▶ **Exercise directions**
Output, word for word, every line from the line with "red tractor in" through the final line of the data below.

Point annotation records
:::::

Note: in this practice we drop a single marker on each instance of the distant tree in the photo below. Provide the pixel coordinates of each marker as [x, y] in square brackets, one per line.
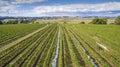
[117, 20]
[99, 21]
[1, 22]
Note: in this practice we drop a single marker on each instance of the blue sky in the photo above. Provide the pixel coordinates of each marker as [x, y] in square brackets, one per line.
[38, 8]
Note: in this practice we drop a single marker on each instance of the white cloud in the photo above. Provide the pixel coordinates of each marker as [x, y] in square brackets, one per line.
[78, 8]
[25, 1]
[11, 9]
[4, 2]
[70, 9]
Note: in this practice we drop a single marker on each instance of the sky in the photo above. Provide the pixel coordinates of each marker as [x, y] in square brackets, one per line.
[39, 8]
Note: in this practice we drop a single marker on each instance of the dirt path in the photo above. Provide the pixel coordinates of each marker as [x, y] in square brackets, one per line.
[20, 39]
[57, 50]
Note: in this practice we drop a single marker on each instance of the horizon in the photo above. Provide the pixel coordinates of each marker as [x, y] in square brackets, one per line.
[44, 8]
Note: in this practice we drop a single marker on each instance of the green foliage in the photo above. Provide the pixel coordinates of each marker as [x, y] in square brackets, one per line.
[117, 20]
[99, 21]
[1, 22]
[82, 22]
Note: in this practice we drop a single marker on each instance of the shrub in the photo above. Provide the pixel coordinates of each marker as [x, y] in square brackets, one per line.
[1, 22]
[117, 20]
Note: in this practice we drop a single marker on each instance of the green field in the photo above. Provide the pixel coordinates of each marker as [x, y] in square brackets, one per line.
[60, 45]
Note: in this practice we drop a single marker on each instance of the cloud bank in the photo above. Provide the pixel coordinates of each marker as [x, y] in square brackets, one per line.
[73, 9]
[7, 2]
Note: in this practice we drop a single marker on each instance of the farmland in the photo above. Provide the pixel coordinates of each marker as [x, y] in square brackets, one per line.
[59, 45]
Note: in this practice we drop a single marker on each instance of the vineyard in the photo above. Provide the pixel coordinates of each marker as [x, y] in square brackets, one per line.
[59, 45]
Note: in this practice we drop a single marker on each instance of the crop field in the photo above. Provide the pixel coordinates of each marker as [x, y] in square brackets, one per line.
[59, 45]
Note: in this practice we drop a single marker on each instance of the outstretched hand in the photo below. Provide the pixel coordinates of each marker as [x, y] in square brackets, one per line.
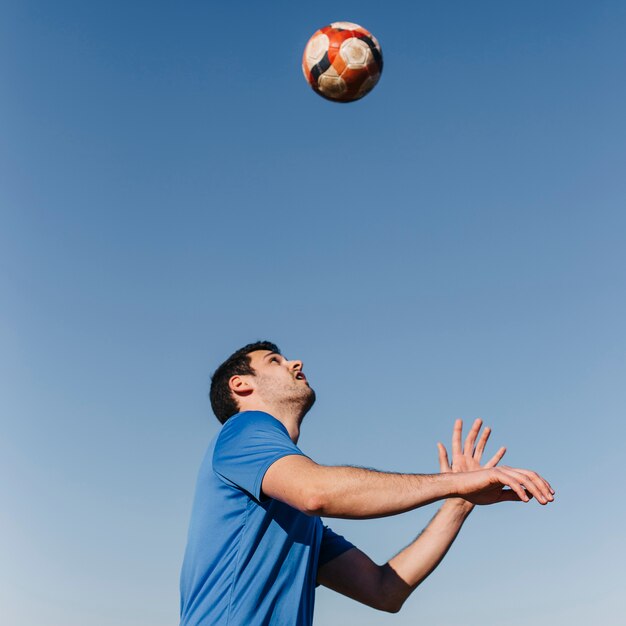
[492, 484]
[466, 458]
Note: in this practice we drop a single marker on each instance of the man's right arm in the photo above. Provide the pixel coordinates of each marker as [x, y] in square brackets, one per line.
[357, 493]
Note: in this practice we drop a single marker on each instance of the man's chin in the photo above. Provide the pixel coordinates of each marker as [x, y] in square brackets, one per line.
[308, 401]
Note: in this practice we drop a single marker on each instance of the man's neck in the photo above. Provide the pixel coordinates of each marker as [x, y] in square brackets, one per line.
[287, 418]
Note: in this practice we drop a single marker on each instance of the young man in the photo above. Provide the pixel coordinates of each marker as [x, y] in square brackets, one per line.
[257, 547]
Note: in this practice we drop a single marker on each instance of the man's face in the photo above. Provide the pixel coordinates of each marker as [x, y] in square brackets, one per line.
[281, 382]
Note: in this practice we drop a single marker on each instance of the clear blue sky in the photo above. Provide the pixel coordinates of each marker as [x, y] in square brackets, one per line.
[451, 246]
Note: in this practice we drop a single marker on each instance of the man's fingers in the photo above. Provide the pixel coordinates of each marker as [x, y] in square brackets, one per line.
[456, 438]
[508, 495]
[444, 463]
[482, 442]
[531, 481]
[540, 484]
[470, 440]
[496, 458]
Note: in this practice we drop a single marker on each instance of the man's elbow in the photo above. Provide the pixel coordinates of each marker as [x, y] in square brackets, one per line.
[314, 503]
[389, 605]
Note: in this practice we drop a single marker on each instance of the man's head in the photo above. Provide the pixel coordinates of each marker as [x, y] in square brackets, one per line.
[257, 376]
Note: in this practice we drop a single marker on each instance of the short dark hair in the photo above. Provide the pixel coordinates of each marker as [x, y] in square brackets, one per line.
[223, 403]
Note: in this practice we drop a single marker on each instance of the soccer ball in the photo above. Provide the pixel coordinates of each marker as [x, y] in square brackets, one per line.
[342, 62]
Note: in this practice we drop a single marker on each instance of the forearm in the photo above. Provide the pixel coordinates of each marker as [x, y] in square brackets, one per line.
[354, 492]
[404, 572]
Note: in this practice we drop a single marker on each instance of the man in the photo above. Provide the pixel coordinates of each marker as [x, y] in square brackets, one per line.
[257, 547]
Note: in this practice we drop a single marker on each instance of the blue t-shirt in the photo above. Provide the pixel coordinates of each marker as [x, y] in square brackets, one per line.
[250, 560]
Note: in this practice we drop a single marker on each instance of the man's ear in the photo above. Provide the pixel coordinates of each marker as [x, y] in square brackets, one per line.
[240, 385]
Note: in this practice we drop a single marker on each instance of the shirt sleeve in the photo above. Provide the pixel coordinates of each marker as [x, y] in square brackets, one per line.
[332, 546]
[246, 447]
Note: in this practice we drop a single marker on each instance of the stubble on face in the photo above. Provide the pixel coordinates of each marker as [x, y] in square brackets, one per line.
[292, 395]
[279, 383]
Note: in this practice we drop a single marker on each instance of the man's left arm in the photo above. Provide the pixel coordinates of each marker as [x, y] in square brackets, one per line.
[386, 587]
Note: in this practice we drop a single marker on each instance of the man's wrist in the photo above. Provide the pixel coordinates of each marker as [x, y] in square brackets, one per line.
[463, 507]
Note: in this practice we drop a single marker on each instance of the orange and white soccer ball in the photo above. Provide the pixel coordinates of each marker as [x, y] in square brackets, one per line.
[342, 62]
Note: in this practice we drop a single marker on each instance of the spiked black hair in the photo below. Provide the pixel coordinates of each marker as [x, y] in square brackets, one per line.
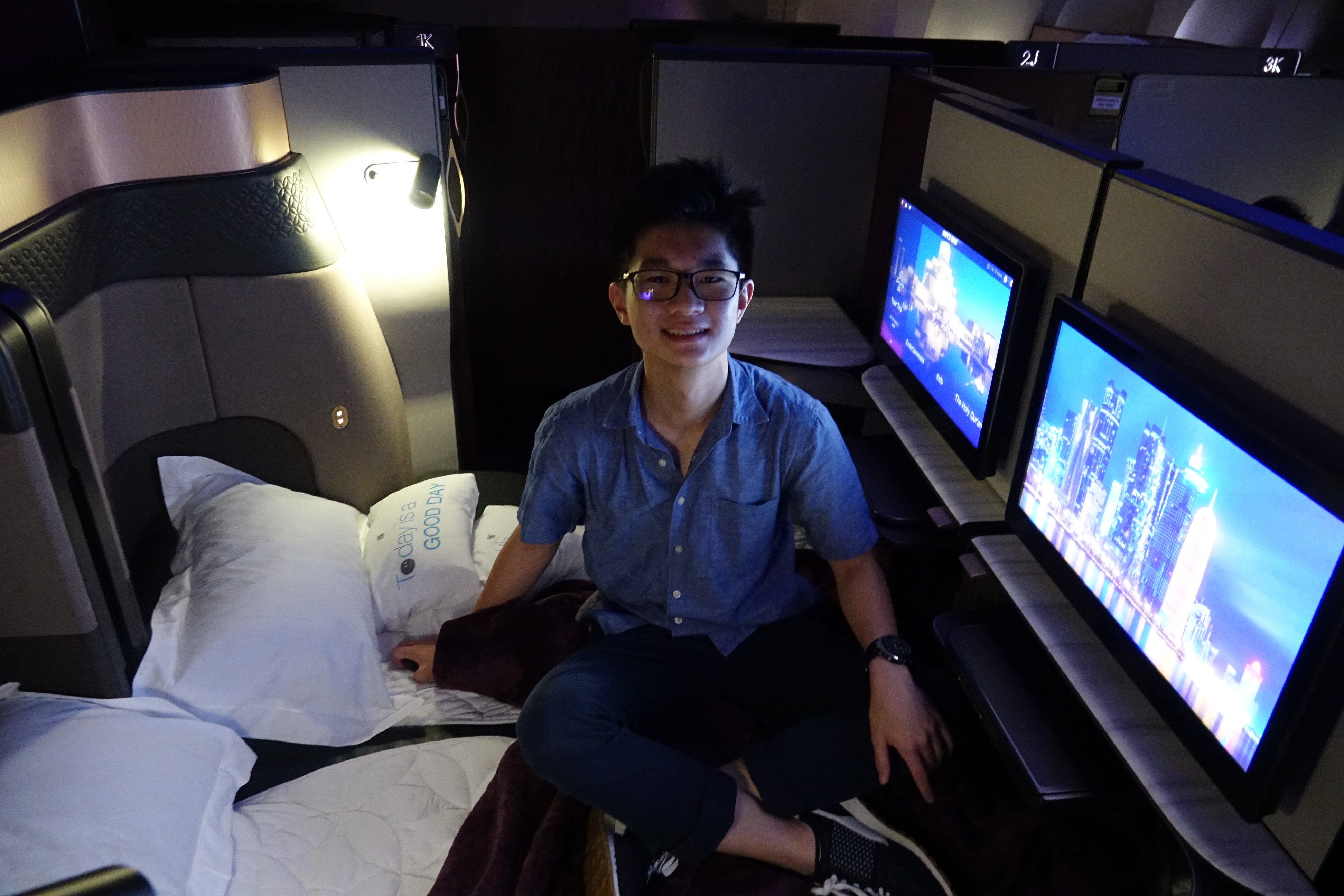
[690, 191]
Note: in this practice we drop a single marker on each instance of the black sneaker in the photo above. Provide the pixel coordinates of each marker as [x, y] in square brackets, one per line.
[869, 859]
[617, 861]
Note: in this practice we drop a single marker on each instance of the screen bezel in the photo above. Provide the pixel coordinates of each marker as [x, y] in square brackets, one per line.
[1254, 792]
[1015, 344]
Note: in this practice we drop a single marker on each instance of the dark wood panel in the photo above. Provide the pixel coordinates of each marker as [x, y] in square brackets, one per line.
[554, 143]
[1061, 99]
[901, 166]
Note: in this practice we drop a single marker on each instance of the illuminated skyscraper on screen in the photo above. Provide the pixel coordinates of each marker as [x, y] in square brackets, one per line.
[1188, 571]
[1187, 489]
[1139, 499]
[1099, 445]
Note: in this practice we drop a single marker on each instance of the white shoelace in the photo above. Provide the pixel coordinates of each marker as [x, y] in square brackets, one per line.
[835, 887]
[664, 864]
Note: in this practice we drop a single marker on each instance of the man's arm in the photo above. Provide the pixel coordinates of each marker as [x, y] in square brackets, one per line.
[900, 715]
[516, 570]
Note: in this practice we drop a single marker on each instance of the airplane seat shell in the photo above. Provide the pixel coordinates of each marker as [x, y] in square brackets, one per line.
[202, 308]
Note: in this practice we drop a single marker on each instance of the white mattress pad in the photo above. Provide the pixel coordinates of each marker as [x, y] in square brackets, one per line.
[441, 707]
[380, 825]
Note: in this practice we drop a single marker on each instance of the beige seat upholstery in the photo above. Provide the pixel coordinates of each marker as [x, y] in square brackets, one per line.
[183, 315]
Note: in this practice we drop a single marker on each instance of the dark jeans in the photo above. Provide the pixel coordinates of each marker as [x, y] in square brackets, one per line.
[802, 680]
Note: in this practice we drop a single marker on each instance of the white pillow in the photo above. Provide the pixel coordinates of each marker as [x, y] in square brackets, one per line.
[116, 782]
[419, 554]
[268, 626]
[498, 522]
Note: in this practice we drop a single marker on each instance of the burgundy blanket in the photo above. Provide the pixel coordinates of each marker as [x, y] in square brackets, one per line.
[523, 839]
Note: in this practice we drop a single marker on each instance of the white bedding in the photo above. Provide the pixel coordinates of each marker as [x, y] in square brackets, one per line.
[380, 825]
[441, 707]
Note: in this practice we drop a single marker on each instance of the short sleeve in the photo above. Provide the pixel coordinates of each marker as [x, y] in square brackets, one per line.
[824, 494]
[553, 499]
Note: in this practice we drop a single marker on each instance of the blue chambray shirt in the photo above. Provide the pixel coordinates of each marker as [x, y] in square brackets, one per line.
[711, 553]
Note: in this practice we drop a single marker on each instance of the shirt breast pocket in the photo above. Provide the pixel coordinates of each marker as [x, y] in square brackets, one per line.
[746, 531]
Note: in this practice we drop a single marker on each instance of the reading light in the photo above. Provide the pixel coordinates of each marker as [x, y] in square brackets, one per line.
[427, 180]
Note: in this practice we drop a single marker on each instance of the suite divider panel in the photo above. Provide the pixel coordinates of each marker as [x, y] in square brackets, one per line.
[1244, 136]
[1062, 100]
[1253, 299]
[1027, 180]
[804, 125]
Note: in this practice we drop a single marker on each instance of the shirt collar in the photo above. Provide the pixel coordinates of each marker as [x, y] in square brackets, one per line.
[740, 402]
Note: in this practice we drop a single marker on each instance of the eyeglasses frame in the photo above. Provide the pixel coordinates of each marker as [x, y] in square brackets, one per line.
[690, 283]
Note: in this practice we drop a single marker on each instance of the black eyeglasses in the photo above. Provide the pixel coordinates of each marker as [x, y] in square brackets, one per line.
[658, 285]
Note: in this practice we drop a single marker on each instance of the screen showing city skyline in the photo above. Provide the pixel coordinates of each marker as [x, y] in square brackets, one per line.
[944, 316]
[1212, 563]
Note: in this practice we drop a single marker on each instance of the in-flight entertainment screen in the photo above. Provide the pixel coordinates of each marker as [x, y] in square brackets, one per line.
[944, 316]
[1210, 562]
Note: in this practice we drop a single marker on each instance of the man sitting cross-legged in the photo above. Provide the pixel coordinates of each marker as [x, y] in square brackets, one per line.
[689, 471]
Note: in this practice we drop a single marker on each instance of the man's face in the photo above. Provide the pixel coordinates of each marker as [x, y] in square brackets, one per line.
[684, 331]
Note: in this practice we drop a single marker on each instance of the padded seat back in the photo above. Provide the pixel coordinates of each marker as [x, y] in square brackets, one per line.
[205, 315]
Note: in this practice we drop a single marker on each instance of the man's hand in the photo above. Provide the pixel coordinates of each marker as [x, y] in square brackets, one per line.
[901, 717]
[420, 652]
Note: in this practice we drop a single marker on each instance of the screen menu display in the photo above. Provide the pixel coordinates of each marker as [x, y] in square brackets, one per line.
[1210, 562]
[944, 316]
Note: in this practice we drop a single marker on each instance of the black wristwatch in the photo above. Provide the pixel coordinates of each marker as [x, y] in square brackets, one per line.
[892, 648]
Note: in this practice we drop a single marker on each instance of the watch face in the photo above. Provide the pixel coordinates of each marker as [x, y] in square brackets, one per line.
[896, 648]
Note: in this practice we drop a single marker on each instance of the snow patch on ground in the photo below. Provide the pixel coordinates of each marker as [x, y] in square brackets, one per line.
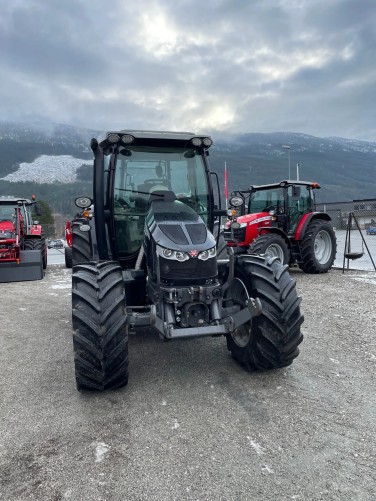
[48, 169]
[369, 278]
[100, 451]
[61, 286]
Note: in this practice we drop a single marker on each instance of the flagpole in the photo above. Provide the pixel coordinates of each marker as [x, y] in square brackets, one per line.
[226, 186]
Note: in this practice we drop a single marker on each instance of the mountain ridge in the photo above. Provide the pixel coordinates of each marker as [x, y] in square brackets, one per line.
[345, 168]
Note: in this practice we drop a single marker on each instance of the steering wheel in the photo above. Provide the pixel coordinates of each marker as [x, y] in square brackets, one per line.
[123, 203]
[155, 181]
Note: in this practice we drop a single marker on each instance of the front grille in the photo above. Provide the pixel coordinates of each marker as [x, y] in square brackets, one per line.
[236, 234]
[192, 269]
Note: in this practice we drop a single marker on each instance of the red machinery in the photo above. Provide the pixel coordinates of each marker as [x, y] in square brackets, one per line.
[23, 253]
[280, 220]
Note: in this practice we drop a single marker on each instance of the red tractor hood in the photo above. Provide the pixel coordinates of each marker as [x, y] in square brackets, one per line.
[260, 217]
[6, 227]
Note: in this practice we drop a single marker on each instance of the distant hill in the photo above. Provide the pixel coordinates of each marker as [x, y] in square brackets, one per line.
[346, 169]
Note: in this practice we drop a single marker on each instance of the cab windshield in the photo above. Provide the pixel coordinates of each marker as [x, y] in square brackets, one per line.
[142, 171]
[266, 200]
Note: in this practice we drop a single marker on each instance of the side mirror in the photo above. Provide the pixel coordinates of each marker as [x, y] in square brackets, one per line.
[37, 209]
[219, 212]
[295, 192]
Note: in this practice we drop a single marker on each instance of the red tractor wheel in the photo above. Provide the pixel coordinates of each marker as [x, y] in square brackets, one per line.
[271, 245]
[318, 247]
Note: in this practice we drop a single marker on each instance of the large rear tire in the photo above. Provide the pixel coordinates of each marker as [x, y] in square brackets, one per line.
[100, 333]
[81, 244]
[318, 247]
[272, 245]
[271, 339]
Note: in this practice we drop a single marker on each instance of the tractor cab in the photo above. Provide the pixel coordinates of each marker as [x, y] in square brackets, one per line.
[138, 171]
[287, 201]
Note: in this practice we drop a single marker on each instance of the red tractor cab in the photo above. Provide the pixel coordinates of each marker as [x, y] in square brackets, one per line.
[280, 220]
[23, 253]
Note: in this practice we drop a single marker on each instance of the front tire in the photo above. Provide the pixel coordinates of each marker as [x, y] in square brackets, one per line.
[272, 245]
[271, 339]
[100, 332]
[37, 244]
[318, 247]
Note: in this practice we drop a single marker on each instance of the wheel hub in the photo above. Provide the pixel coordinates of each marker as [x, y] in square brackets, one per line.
[322, 247]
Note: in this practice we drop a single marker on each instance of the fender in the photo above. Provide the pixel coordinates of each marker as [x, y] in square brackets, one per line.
[273, 229]
[306, 219]
[36, 230]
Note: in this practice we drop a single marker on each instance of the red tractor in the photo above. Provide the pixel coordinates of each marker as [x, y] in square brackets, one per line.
[23, 251]
[72, 255]
[280, 220]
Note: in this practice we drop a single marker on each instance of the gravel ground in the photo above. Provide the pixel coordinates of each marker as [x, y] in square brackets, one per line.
[191, 424]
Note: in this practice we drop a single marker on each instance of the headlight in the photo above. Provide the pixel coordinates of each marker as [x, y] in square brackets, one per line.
[204, 255]
[127, 139]
[171, 254]
[167, 253]
[181, 256]
[113, 138]
[196, 141]
[207, 141]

:::::

▶ **Written solution**
Note: in this practice we drop a single marker on each instance of the red tractor in the photo above. Provide the pixel coordinates of each marker as [x, y] in square brackets, one per line.
[23, 251]
[72, 255]
[280, 220]
Note: in this practice we drop a single marker on each instance of the gravel ground in the photo above. Provide the pixel coordinates of each marker as [x, y] in square brackets, one per line.
[191, 424]
Note: in this practice we drop a single marker on each instance of the headlight in the photo above. Provide the pixel coordinates of each marker as [x, y] in square brackets, one per line.
[204, 255]
[127, 139]
[171, 254]
[167, 253]
[181, 256]
[113, 138]
[196, 141]
[207, 141]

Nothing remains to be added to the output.